*Written task*.
Count the lines in the data below that contain the string "Query", and reply with only that number.

*** Input

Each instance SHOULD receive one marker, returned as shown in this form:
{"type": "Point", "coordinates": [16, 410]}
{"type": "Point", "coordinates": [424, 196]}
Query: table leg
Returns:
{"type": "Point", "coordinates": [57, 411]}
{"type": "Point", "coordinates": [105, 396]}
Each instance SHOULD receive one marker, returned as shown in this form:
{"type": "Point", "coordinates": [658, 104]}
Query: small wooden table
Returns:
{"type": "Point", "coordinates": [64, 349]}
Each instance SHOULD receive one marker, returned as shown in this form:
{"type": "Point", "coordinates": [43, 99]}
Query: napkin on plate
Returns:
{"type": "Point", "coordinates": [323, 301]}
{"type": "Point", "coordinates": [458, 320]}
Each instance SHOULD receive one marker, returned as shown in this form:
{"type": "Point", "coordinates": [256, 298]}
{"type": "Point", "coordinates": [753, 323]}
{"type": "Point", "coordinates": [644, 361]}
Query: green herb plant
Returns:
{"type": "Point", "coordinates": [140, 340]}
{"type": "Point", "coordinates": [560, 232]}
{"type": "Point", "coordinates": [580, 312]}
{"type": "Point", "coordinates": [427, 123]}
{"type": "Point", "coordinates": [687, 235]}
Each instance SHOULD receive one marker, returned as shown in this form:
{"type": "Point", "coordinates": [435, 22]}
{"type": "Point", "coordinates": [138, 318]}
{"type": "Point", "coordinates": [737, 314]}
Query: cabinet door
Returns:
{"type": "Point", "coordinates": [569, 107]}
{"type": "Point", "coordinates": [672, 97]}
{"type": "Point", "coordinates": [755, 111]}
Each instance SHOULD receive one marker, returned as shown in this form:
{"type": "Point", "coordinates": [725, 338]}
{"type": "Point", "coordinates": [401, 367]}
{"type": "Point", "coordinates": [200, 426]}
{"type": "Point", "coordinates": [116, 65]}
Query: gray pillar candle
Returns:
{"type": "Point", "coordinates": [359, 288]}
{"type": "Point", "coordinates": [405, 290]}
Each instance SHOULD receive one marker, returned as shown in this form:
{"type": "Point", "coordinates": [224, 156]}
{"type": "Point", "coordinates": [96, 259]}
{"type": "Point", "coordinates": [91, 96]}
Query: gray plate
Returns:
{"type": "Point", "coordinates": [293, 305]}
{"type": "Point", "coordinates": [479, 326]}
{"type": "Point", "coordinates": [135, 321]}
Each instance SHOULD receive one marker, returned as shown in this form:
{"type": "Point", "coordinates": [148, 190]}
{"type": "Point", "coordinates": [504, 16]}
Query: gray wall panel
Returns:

******
*** Input

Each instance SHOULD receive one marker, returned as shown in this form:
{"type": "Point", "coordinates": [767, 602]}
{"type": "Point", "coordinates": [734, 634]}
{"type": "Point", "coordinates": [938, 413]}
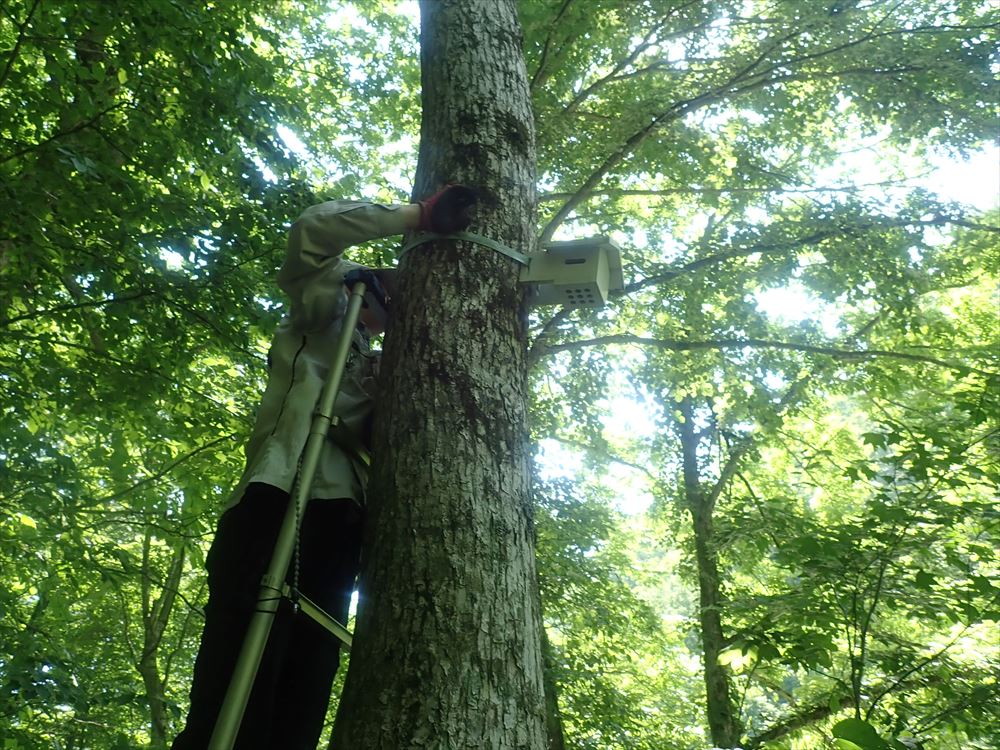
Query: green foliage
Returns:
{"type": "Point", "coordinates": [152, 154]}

******

*Written solution*.
9